What to do ▸
Could you give back only the rows from the line containing "Would you be able to determine the whereabouts of the bare" through the line containing "[278,298,384,432]", switching "utility pole" to "telephone pole" and leaving everything else unchanged?
* begin Input rows *
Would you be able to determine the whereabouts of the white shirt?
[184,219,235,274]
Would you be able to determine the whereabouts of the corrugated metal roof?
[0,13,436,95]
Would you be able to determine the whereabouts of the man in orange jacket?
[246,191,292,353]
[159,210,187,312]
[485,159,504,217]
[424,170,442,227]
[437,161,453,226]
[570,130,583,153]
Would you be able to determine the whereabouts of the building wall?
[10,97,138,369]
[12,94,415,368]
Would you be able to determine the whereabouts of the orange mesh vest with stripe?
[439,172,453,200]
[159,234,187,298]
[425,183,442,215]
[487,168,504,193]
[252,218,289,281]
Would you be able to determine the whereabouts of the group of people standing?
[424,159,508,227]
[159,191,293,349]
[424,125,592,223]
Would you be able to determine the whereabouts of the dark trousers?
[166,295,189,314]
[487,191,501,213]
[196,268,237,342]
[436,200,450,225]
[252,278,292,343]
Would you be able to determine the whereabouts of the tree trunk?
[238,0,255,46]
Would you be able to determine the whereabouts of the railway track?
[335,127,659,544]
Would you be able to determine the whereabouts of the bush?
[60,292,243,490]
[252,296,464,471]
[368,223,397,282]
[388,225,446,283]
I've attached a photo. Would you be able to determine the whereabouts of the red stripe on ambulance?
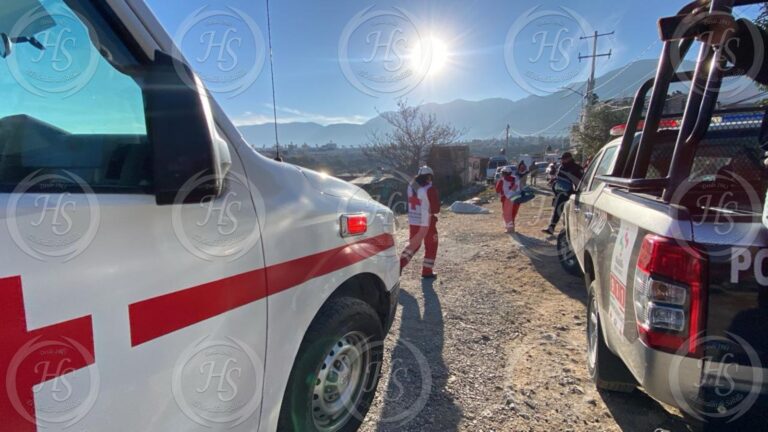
[128,234,395,346]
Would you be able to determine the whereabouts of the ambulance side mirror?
[142,51,232,205]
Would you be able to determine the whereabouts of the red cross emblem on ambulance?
[0,276,95,432]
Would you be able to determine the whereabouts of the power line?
[579,30,615,106]
[266,0,283,162]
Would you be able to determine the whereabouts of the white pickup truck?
[0,0,399,432]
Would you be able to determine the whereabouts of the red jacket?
[427,186,440,215]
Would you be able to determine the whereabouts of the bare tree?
[363,99,463,173]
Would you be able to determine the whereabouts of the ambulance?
[0,0,399,432]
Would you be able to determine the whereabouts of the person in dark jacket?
[542,152,584,235]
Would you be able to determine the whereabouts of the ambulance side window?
[589,146,618,191]
[0,0,153,194]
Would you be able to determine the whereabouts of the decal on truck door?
[608,221,637,336]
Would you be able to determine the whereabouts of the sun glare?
[411,36,451,76]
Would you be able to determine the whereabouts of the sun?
[411,35,451,76]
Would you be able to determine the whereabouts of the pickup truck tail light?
[634,234,706,357]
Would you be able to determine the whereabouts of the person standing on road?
[400,166,440,279]
[517,160,531,188]
[541,152,584,235]
[496,166,521,233]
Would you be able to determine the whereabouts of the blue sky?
[142,0,760,124]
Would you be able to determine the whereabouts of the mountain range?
[239,60,757,147]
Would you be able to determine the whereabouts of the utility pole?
[579,30,615,109]
[504,124,509,157]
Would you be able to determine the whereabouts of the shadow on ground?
[378,280,461,431]
[510,233,587,305]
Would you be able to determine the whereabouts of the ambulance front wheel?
[278,298,384,432]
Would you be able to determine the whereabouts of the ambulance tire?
[587,281,637,393]
[277,297,385,432]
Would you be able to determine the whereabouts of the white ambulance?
[0,0,399,432]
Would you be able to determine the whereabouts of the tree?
[571,104,629,160]
[363,99,463,173]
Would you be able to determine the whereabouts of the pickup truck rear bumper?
[635,341,768,418]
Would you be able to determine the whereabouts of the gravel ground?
[361,192,687,431]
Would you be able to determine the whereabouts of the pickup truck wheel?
[557,230,582,276]
[587,281,637,393]
[277,298,384,432]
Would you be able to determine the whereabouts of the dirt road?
[362,196,687,432]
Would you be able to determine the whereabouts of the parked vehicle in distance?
[485,156,509,183]
[558,0,768,429]
[0,0,399,432]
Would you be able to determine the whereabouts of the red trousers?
[400,219,438,276]
[501,199,520,229]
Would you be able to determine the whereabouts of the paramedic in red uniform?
[496,166,521,233]
[400,166,440,279]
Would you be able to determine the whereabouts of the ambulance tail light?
[341,214,368,237]
[633,234,706,357]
* end Input rows *
The output ▸
Would you be able to determine the whereabouts of the bare tree?
[363,99,463,173]
Would you be able to determine the whereabouts of the ambulance?
[0,0,399,432]
Would you be able to determine the whereabouts of the person in dark jacket?
[542,152,584,235]
Would you be able to determine the whereabouts of the ambulance side window?
[589,146,618,191]
[0,0,153,194]
Would you be able to determine the whereabouts of the decal on truck door?
[608,221,637,336]
Would you be able to determine the whereabouts of the sun glare?
[411,36,451,76]
Would you be able to determine the whereabouts of the sun?
[411,35,451,76]
Would you be able to determine the whereabouts of the pickup truck tail light?
[634,234,706,357]
Would you be able to determine the whereabouts of the person standing on road?
[400,166,440,279]
[517,160,531,188]
[541,152,584,235]
[496,166,521,233]
Would you be able to determine the whereabouts of the blue sky?
[142,0,760,124]
Would you be able to determine the whereabouts of the mountain range?
[239,60,757,147]
Would you be able to determine the whereabouts of the telephone pole?
[579,30,615,109]
[504,124,509,157]
Would you be able to determine the whereabouts of the shadow on ground?
[378,280,461,431]
[510,233,587,305]
Would you be able to determine the whereabouts of the ambulance front wheel?
[278,298,384,432]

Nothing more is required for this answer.